Start of ARTICLE

This story was a hard one for me to review, and I considered not writing it. I try not to write reviews for books I can’t give at least 4 Grenades too. The world is a dark enough space, without adding to it with negativity. If I don’t like a book, I don’t finish it, so I don’t think any review from me would be fair at that point. I’m making an exception with this novel because of the iconic nature of it. I expect I’ll get some hate mail, but I’ll put on my big boy pants and hit delete for those!

 

 

But enough about me, onto the review of one of the most iconic science fiction stories of all time!

 

Title:  Starship Troopers

Author:  Robert A. Heinlein

Narrator:  Lloyd James

Price:  $9.99 USD (Kindle Edition) & $7.49 USD (Audible Version)

Obtained:  I bought the story and audiobook combination from Amazon.

Pages:  292

Rating:  3/5 Grenades

 

 

Summary:

First, let me say that none of what I’ll say in this section couldn’t be found on the back copy of the novel.  Heck, I cribbed this summary from the back, and then I add my own twist!  And not even much of one, since most of the books I read have kick butt descriptions (aka blurbs).  If the blurb doesn’t catch my eye, then I tend to skip the book unless a friend recommends it.  This book was an exception, much like all of the classic pieces of literature in any given genre.  Generally speaking, my goal is to provide a spoiler-free review, so here goes nothing!

End of ARTICLE

Transcribe the stretch of the Starship Troopers review from "This story was" through "delete for those!".

Start of PROVIDED MATERIAL

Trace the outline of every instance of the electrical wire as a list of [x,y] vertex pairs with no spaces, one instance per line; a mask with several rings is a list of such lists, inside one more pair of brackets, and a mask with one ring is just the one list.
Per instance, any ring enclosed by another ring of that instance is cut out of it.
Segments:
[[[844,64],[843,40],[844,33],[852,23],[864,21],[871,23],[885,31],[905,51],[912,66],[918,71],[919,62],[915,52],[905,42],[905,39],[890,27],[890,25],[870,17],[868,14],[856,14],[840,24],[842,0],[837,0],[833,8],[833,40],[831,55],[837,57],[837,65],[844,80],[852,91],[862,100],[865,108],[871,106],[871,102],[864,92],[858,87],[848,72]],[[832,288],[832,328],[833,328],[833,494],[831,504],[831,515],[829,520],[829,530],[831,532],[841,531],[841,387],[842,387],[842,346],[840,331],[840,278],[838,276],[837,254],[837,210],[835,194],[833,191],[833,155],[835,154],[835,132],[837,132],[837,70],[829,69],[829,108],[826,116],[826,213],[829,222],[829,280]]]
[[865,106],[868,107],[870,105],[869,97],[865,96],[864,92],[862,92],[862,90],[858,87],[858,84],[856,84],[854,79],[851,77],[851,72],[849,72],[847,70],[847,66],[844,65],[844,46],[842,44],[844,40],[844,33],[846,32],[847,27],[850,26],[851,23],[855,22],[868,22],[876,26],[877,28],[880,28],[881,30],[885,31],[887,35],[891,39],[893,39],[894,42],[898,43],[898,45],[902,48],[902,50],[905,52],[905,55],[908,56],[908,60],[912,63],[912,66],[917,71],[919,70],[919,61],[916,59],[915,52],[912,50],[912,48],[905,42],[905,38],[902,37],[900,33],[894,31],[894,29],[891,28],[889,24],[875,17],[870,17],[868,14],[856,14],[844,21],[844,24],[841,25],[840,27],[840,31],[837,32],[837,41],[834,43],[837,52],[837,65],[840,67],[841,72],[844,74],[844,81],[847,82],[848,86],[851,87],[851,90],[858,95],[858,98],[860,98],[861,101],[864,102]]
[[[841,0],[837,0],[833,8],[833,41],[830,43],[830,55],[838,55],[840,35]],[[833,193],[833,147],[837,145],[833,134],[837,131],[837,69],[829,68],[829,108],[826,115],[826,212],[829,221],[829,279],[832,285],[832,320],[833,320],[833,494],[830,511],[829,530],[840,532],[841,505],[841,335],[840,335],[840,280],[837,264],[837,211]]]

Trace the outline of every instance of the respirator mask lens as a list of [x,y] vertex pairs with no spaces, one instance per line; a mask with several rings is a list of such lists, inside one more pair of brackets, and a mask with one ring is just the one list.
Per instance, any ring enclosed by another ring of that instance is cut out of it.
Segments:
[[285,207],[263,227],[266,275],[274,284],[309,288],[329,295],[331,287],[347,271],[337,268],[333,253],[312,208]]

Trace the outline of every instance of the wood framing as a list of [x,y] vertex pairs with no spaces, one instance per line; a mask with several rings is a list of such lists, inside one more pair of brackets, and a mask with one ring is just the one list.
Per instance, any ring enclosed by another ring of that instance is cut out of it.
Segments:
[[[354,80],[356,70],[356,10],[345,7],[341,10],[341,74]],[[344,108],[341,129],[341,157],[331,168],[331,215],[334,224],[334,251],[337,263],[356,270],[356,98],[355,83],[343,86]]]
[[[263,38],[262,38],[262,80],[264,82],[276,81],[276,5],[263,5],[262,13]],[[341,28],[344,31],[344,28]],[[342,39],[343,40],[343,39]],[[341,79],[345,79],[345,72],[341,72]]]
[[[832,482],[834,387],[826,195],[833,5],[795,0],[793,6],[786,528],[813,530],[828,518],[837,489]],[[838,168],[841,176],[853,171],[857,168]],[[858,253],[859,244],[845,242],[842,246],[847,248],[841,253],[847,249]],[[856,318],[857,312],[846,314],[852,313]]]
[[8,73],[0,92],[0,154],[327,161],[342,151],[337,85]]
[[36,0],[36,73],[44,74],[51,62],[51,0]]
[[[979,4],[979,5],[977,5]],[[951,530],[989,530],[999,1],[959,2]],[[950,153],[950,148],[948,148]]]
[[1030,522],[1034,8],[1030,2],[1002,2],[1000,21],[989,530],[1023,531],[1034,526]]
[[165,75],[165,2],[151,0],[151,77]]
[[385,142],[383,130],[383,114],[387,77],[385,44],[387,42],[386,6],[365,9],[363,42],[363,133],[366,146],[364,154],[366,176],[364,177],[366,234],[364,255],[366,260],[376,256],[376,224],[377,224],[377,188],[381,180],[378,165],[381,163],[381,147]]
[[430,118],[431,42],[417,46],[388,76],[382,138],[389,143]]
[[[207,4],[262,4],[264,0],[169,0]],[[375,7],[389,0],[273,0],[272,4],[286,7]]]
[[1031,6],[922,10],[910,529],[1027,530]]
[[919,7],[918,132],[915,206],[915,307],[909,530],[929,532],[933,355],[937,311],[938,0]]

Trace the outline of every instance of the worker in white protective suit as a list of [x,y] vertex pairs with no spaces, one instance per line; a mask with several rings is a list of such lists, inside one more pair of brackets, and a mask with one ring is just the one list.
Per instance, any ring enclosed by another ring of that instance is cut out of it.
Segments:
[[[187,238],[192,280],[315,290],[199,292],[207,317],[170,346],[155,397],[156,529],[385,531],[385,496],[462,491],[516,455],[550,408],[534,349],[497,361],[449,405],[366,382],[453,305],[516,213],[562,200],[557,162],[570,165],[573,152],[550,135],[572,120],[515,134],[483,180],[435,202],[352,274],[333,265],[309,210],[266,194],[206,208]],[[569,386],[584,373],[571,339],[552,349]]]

End of PROVIDED MATERIAL

RESULT:
This story was a hard one for me to review, and I considered not writing it. I try not to write reviews for books I can’t give at least 4 Grenades too. The world is a dark enough space, without adding to it with negativity. If I don’t like a book, I don’t finish it, so I don’t think any review from me would be fair at that point. I’m making an exception with this novel because of the iconic nature of it. I expect I’ll get some hate mail, but I’ll put on my big boy pants and hit delete for those!